*** Opening of Source material ***

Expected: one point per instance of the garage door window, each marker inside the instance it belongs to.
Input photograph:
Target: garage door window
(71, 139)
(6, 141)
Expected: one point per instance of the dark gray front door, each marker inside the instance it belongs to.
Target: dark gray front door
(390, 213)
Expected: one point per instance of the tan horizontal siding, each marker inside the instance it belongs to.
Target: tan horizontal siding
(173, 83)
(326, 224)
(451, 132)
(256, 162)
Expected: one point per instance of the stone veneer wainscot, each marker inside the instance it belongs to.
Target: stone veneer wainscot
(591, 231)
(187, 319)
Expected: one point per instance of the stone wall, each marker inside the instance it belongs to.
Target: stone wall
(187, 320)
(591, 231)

*** Close of Source material ***
*** Opening of Source material ***

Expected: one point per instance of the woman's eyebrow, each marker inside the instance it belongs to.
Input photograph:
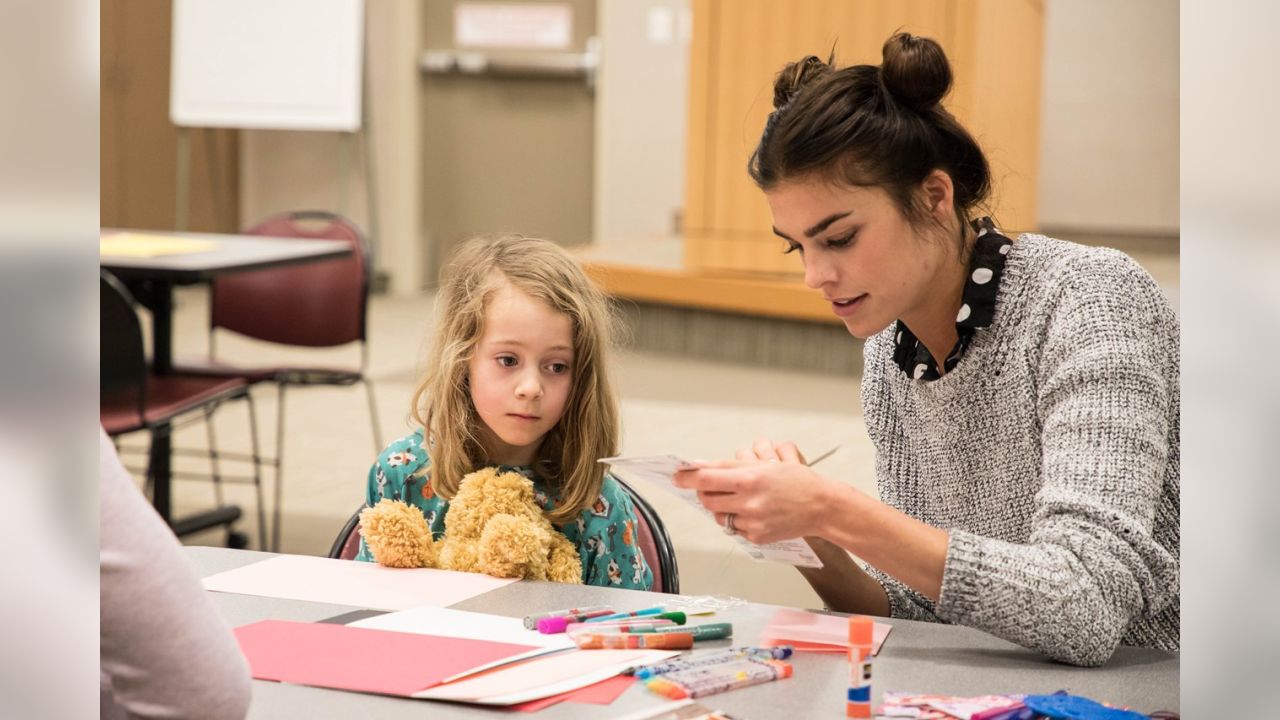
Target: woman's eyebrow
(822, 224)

*** Close of Source material ***

Look above for the line with "Target: garage door window" and the line with "Expected: one point per instance of the stone wall, each", and reproduce exactly those two lines plus every line between, nothing more.

Target: garage door window
(71, 139)
(6, 141)
Expected: one point per instance of the dark gray front door, each marker inside the instance it belongs to.
Target: dark gray front door
(390, 213)
Expected: one point per instance of the tan horizontal siding, each marker inside the instance it belongs to.
Target: tan horizontal siding
(173, 83)
(326, 224)
(451, 132)
(256, 162)
Expected: one point per instance of the stone veneer wainscot, each marker inside the instance it belongs to.
Target: stone veneer wainscot
(591, 231)
(187, 319)
Expected: one point per instance of the stone wall, each marker inside the instance it belongs to.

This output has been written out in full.